→ SOURCE TEXT
Her teammates were thrilled.

“We love you, Breezy!” they yelled to her, just before the first pitch of Harmony’s 2-1 state semifinal victory over Braden River.

Almost two hours later, after their post-game huddle, they shouted it again: “We love you, Breezy!”

The Lady Longhorns, like Breezy’s family, are thankful that she is alive, let alone going to softball games, just two weeks after a horrific auto accident made a shocking bid on her young life.

“I don’t remember anything about it,” Breezy, a junior, said. “I don’t remember anything about that night at all. Not the accident, not the game, nothing about that whole day.”

Breezy and her friend, Harmony baseball pitcher A.J. Stevens, were leaving the high school in her Honda Civic shortly after Harmony’s victory against Dunnellon April 27.

It rained during the game, delaying it for one-half hour. It was a little after 10 p.m.

“I went home,” said Derek Vanderzyl, Breann’s dad. “I thought with the rain delay, they wouldn’t finish it.”

The collision was awful, the worst-case scenario. The Civic was broadsided on the driver’s side, Breezy’s side, as it pulled onto U.S. Highway 192. Maybe a foot, the width of a door, separated her from the explosive impact.

“Ten years ago, I don’t think it would have turned out the same,” Harmony Athletic Director Chuck Hitt said. “Fortunately, the airbags worked.”

Osceola High football coach Doug Nichols raced to the scene from his St. Cloud home when his daughter, Harmony outfielder Maddie Nichols, received an ominous text.

“You could tell it was bad,” he said. “There was nothing left of the car. You can’t see how anyone came out of it alive.”

Vanderzyl broke her femur, two ribs and her pelvis. Stevens, on the passenger side, fared better: a partially collapsed lung and a concussion.

Vanderzyl was airlifted to Orlando Regional Medical Center.

Derek Vanderzyl and his wife, Lynn, took the late-night call all parents dread.

“They told us that it would be better if we went straight to ORMC and met her there,” Derek Vanderzyl said. “At first, all they could tell us was that they had to cut her out, and that she was being transported.”

Lynn Vanderzyl, a Harmony High faculty member, said the first evaluation they heard of their daughter’s condition was, mercifully, encouraging.

“By that time they had a good idea of what her injuries were and they were confident that it wasn’t life-threatening,” she said.

Their sigh of relief echoed all over the county. Breezy is a special player not only at Harmony, but everywhere the Longhorns play.

Monday, players from Class 6A state runner-up Winter Springs chatted with Breezy. She’s competitive and intense on the diamond, but good-natured and friendly after the game.

“She’s a great kid,” Coach Nichols said. “It’s a great family. You can’t be happier about the way it turned out.”

A rod was surgically inserted into Breezy’s femur about 12 hours after the accident. “We had to give permission for them to make a hole in her shin for that,” Derek Vanderzyl said.

Whatever works, right?

Breezy was in the hospital four days.

“I feel pretty good as long as the pills are working,” she said with a grin, looking remarkably healthy for someone with a big piece of metal in her leg and seven more fractures.

Stevens, who spent one day at ORMC, said he feels better and expects to start playing baseball soon. He pitched the Longhorns to a  victory over Tavares the day of the accident.

Breezy went to Harmony High May 3, just two days after being discharged from ORMC, to urge her team on as they boarded the bus to Dade City Pasco.

“I wanted to go and see them, if I could,” she said. “My dad was able to take me.”

Is that the reason the Lady Longhorns won in nine innings that night, 4-3? Who knows? A lot of Breezy’s talented teammates had to make big plays to earn that win.

“Breezy’s such an important part of our team,” senior outfielder Brittany Bruns said. “Seeing her made us feel a lot better.”

Amazingly, Breezy was on the field for pregame introductions at Tuesday’s championship game, and again for the post-game ceremony. She received, with her teammates, the state runner-up medal.

Next year, she will be back in the middle of the action.

“(The doctors) expect a full recovery,” her dad said.

Breezy said there’s no doubt about it.

“I’ll be playing as soon as I can,” she said.

→ RECORDED DATA
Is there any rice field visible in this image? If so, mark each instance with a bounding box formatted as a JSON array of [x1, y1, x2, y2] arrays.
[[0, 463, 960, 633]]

→ YOUR TASK
According to the article on Breezy's accident, how long was she in the hospital? Please answer in a few words. Draw only on the article on Breezy's accident, not on the lines.

→ TASK RESULT
Four days.